FIRST AMENDMENT AND WAIVER TO ASSET AND EQUITY PURCHASE AGREEMENT
Exhibit 2.4
FIRST AMENDMENT AND WAIVER TO ASSET AND EQUITY PURCHASE AGREEMENT
This FIRST AMENDMENT AND WAIVER TO ASSET AND EQUITY PURCHASE AGREEMENT (this “Amendment”) is made and entered into as of November 17, 2011 by and between Affinity Gaming, LLC, a Nevada limited liability company (“Seller”) and Golden Gaming, Inc., a Nevada corporation (“Buyer”). Each party named above is a “Party”, and collectively are referred to as the “Parties”. Capitalized terms used but not defined herein shall have the meanings provided in the AEPA (as defined below).
RECITALS
WHEREAS, the Parties have heretofore entered into that certain Asset and Equity Purchase Agreement dated as of September 20, 2011 (the “AEPA”);
WHEREAS, concurrently with the execution and delivery hereof, Buyer has executed the Buyer Lender Consent and delivered the Buyer Lender Consent to Seller; and
WHEREAS, each Party has reviewed, or has had the opportunity to review, this Amendment with the assistance of professional legal advisors of its own choosing.
AGREEMENT
NOW THEREFORE, in consideration for the promises and the mutual covenants and agreements set forth herein, and for other good and valuable consideration, the receipt and sufficiency of which is hereby acknowledged, and intending to be legally bound hereby, the Parties hereby agree as follows:
1. Waiver.
Pursuant to Section 13.02 of the AEPA, Seller hereby irrevocably and unequivocally waives any right of Seller to terminate the AEPA pursuant to Section 12.01(f) of the AEPA. The Buyer Lender Consent in the form delivered to Seller on the date hereof is approved by, and satisfactory to, Seller.
2. Amendments to the AEPA.

Record list:

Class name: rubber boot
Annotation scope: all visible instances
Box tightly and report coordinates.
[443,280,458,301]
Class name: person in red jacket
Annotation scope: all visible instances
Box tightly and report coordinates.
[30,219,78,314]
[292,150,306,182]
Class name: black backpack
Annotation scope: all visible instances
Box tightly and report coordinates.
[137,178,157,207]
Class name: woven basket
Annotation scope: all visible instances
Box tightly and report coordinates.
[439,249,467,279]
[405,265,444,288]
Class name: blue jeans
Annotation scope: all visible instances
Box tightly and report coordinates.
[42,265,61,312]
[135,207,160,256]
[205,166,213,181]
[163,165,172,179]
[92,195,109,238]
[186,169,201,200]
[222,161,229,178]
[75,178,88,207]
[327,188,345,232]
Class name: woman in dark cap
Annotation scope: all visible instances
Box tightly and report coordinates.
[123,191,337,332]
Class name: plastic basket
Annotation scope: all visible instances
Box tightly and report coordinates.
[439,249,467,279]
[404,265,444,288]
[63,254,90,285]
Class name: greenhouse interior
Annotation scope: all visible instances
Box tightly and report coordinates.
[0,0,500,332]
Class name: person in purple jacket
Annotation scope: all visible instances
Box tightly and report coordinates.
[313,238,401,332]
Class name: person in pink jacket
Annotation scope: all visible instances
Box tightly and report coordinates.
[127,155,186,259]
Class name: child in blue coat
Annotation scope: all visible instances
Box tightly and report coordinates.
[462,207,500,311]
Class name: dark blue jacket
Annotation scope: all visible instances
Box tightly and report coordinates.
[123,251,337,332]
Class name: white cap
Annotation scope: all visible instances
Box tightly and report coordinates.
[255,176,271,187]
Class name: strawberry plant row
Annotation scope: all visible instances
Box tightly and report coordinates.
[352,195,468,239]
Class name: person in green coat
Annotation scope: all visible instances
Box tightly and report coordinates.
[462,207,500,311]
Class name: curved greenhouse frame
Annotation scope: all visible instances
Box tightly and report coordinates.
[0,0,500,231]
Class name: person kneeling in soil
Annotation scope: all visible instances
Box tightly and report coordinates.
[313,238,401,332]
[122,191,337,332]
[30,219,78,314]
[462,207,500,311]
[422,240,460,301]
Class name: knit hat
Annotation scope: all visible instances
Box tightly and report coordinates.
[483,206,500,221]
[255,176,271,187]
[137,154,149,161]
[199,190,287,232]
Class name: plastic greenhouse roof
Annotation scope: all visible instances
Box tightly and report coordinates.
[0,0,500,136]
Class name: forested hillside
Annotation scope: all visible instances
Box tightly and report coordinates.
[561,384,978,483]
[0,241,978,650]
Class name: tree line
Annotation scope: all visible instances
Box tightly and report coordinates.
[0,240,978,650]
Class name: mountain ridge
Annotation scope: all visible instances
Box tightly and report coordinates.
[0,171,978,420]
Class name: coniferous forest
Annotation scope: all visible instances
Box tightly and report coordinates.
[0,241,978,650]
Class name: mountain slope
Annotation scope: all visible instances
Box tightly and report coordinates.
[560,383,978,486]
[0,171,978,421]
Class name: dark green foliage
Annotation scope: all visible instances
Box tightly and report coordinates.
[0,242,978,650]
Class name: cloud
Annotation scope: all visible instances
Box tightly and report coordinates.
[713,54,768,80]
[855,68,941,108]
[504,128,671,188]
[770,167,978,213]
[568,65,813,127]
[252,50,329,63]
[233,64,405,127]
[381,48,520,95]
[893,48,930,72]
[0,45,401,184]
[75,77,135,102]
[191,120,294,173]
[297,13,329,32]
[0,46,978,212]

Goals:
**1.** In the amendment to the asset and equity purchase agreement, on what date was the original Asset and Equity Purchase Agreement entered into?
**2.** Resume the asset and equity purchase agreement amendment from its final heading, drafting the section that heading introduces.

Answers below:
**1.** September 20, 2011.

**2.**
(i) The definition of “Buyer Lender Consent” in Section 1.01 of the AEPA is hereby amended and restated in its entirety to read as follows:
““Buyer Lender Consent” means (i) the written consent of Buyer’s and Golden Mardi Gras, Inc.’s existing lenders to the transactions contemplated by the Transaction Documents, or (ii) executed commitment letters with respect to the refinancing of Golden Mardi Gras, Inc.’s and Buyer’s existing first lien and second lien indebtedness which expressly consent to the transactions contemplated by the Transaction Documents, in either case, in form and substance reasonably acceptable to Buyer. For the avoidance of doubt, the Buyer Lender Consent has the same meaning as the Seller Lender Consent (as defined in the Black Hawk Agreement).”
(ii) Section 2.02(m) of the AEPA hereby amended by deleting the word “and” that immediately follows the semicolon at the end of such Section 2.02(m).
(iii) Section 2.02(n) of the AEPA is hereby amended by deleting the period at the end of such Section 2.02(n) and substituting in lieu thereof the following: “; and”.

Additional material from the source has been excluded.